● **GIVEN EXERCISE**
Can you reproduce the data below word for word, from the line containing "Teacher note: indicate the woman" through the last line, with both of those lines included?

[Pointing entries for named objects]
◇ ◇ ◇ ◇ ◇ ◇ ◇
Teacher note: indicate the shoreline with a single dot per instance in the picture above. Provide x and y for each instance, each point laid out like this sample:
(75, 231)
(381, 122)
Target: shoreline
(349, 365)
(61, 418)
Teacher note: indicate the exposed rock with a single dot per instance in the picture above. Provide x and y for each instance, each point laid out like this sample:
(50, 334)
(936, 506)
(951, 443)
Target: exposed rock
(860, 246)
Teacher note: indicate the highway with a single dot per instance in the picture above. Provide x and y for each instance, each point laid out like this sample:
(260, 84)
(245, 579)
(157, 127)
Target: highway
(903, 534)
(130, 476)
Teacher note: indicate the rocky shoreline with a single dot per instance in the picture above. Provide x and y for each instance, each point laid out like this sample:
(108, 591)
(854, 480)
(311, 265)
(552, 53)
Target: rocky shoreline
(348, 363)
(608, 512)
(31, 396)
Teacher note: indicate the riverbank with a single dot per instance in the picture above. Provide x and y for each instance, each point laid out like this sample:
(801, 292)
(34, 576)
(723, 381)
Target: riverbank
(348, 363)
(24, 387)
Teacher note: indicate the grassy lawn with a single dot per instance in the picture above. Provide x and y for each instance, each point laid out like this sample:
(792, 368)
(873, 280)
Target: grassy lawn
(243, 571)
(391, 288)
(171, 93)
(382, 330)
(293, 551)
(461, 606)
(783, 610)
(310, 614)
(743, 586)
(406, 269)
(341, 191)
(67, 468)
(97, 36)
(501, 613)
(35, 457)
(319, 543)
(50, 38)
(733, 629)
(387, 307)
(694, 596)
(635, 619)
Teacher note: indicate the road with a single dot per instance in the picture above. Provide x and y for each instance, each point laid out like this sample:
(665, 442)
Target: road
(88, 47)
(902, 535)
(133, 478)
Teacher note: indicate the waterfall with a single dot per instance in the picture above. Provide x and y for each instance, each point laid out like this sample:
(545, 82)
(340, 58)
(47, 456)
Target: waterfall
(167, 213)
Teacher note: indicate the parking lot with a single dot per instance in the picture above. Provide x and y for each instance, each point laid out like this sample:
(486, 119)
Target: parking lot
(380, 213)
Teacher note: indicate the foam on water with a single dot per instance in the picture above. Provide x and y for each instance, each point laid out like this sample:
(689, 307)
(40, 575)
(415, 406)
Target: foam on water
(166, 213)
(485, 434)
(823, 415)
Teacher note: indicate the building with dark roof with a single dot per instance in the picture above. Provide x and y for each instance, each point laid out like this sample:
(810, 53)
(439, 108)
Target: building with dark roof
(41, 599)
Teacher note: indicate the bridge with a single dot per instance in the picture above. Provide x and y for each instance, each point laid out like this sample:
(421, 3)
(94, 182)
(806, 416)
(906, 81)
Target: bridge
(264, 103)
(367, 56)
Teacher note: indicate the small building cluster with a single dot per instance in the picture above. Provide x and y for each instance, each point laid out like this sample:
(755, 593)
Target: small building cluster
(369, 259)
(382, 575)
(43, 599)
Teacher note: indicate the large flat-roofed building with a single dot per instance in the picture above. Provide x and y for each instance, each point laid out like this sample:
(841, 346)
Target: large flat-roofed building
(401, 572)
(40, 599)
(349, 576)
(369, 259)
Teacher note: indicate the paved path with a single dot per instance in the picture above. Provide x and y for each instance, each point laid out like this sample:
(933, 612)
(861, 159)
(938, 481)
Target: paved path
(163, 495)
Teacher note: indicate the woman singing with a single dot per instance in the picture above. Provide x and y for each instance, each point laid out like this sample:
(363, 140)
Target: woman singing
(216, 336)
◇ ◇ ◇ ◇ ◇ ◇ ◇
● **RESULT**
Teacher note: indicate the woman singing with a single dot per instance in the picture above. Provide x and y for each instance, each point laid out like this sample:
(363, 140)
Target: woman singing
(216, 336)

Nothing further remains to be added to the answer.